## Texte fourni
============

Présenté dans la catégorie Cannes première, ce feel good movie signé Emmanuel Courcol a un petit goût de déjà-vu, mais parvient néanmoins à nous arracher (beaucoup) de sourires et quelques larmes.
À 37 ans, Thibaut apprend qu’on lui a menti toute sa vie. Tout commence quand on lui diagnostique une leucémie. Une maladie lourde, qui nécessite une greffe de moelle osseuse rapide. Sa chance de trouver un donneur compatible ? Une sur un million. Quand sa sœur passe le test fatidique, il apprend deux choses. Petit un, elle ne peut pas le sauver. Petit deux, elle n’est pas sa sœur et il a été adopté. Après le choc de cette révélation, il parvient à retrouver son frère biologique et lui demande de l’aide. Une rencontre qui signe le début d’une relation étonnante, complexe et touchante.
Quand Bourdieu rencontre Ravel
Thibaut et Jimmy ont beau partager le même patrimoine génétique, tout les oppose. Le premier est un grand chef d’orchestre de renommée mondiale. Le deuxième travaille dans une cantine. L’un a grandi dans une grande ville avec une famille plutôt aisée. L’autre dans une petite ville du Nord dans un foyer modeste. Ils n’ont pas les mêmes codes et références, mais ils se retrouvent sur une chose : l’amour de la musique.
Véritable passionné, Jimmy joue du trombone dans une fanfare et a même l’oreille absolue. Prononcez une phrase, et il vous la retranscrira en gammes et en notes. Un jeu qui commence à plaire à Thibaut, désormais investi d’une mission : montrer à son cadet tout son potentiel. La musique devient alors le pilier de leur relation, mais elle fait aussi ressurgir toutes leurs différences sociales et leurs frustrations.

============

## Enregistrements fournis
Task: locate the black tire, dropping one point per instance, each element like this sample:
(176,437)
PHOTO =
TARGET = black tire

============

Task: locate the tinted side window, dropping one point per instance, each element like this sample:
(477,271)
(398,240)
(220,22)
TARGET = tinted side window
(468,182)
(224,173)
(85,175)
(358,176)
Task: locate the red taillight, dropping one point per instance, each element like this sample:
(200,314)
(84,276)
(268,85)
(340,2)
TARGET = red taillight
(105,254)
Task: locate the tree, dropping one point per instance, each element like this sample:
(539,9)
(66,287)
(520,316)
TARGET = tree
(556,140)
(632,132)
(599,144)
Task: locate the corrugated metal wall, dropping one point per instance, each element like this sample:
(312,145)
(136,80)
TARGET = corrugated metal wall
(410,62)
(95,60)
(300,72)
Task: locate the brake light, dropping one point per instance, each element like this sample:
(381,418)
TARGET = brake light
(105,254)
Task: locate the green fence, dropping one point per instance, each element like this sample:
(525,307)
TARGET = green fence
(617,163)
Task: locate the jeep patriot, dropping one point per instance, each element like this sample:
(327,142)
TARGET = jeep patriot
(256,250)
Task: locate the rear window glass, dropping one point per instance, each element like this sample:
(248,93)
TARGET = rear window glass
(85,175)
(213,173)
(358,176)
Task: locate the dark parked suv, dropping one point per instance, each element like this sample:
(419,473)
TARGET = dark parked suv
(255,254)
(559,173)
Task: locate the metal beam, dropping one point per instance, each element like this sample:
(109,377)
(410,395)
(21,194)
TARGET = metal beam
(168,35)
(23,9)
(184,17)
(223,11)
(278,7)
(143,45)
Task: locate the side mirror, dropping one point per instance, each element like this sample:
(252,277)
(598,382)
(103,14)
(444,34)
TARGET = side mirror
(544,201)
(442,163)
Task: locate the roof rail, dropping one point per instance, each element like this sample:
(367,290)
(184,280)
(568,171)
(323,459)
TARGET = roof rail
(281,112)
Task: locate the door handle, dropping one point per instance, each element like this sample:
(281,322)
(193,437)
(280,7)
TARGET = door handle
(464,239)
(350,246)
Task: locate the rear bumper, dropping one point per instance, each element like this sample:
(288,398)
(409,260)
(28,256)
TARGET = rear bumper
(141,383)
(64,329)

============

## Travail demandé
D'après la critique de film, de quel instrument Jimmy joue-t-il, et au sein de quelle formation ?

## Tâche accomplie
Jimmy joue du trombone dans une fanfare.